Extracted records
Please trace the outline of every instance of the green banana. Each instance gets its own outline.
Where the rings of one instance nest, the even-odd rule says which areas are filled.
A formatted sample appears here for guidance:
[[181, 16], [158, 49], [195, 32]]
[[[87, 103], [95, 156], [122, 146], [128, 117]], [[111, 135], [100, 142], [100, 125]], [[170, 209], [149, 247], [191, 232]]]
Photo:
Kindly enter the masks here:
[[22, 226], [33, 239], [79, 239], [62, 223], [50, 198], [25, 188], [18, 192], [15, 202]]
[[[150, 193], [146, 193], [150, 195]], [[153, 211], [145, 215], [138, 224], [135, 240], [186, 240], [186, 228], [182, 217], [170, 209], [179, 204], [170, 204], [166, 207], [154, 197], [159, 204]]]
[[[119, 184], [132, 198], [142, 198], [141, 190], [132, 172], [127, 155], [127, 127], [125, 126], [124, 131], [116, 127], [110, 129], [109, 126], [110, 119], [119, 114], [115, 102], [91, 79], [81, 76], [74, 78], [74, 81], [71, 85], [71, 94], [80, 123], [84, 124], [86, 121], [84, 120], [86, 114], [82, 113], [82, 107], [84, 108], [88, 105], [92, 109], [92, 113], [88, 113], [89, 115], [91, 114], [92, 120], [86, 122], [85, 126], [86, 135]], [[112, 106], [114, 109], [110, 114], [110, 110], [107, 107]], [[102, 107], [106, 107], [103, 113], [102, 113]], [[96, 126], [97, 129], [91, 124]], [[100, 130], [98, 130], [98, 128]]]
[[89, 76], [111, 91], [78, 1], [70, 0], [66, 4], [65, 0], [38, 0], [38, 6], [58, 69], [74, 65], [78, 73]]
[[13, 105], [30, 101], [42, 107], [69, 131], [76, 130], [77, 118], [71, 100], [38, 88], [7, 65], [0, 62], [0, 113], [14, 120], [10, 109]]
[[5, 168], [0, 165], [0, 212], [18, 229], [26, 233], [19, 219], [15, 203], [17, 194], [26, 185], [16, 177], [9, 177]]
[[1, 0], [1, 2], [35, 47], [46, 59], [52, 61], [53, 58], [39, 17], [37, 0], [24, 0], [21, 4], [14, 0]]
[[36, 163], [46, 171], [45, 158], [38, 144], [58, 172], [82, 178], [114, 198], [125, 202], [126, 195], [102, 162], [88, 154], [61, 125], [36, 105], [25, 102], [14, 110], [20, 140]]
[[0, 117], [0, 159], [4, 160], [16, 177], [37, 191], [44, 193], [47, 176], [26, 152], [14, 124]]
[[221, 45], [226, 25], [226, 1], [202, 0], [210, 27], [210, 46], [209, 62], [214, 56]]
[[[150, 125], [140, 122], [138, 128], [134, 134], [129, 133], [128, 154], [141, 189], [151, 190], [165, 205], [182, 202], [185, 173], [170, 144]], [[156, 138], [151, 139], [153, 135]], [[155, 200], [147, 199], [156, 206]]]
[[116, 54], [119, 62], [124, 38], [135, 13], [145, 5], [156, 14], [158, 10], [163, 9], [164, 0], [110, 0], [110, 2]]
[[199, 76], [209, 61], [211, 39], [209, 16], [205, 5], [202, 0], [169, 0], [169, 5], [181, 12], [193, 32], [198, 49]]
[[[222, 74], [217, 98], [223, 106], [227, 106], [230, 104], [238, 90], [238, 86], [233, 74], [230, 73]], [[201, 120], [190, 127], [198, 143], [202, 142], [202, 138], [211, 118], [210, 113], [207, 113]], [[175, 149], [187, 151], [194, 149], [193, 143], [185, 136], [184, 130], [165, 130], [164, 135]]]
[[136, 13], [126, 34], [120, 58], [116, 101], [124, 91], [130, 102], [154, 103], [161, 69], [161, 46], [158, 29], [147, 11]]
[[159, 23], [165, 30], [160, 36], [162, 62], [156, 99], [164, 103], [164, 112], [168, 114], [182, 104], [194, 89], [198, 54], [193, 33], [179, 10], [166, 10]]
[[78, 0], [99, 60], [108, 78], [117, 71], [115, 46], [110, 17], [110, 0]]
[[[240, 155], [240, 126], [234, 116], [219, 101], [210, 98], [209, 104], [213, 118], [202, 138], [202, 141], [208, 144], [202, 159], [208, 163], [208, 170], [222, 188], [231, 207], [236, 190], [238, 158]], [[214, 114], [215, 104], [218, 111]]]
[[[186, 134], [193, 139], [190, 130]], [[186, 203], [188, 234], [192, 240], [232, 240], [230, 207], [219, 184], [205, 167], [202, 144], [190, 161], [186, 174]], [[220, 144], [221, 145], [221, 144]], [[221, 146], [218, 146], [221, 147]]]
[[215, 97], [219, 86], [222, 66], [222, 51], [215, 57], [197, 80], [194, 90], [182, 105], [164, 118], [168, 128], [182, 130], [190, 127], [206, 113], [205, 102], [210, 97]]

- [Problem requirements]:
Please reproduce the records starting at the very beginning and ending at the line that contains "197], [159, 204]]]", with both ends included. Swap "green banana" for "yellow banana" and keep everything else the same.

- [Full solution]:
Please trace the outline of every instance of the yellow banana. Each instance gets its own outline.
Where the rings of one instance nest, the even-odd rule says which areas are filled.
A formatted sample appears here for guidance:
[[181, 16], [158, 49], [195, 32]]
[[[87, 103], [95, 156], [122, 146], [128, 117]], [[111, 135], [100, 142], [100, 125]], [[170, 209], [149, 247], [191, 232]]]
Photo:
Kindly enter the masks here:
[[22, 226], [33, 239], [79, 239], [62, 223], [50, 198], [25, 188], [18, 192], [15, 202]]
[[[150, 193], [146, 193], [150, 195]], [[153, 211], [145, 215], [138, 224], [135, 240], [186, 240], [186, 228], [182, 217], [170, 209], [179, 204], [170, 204], [166, 207], [154, 197], [159, 204]]]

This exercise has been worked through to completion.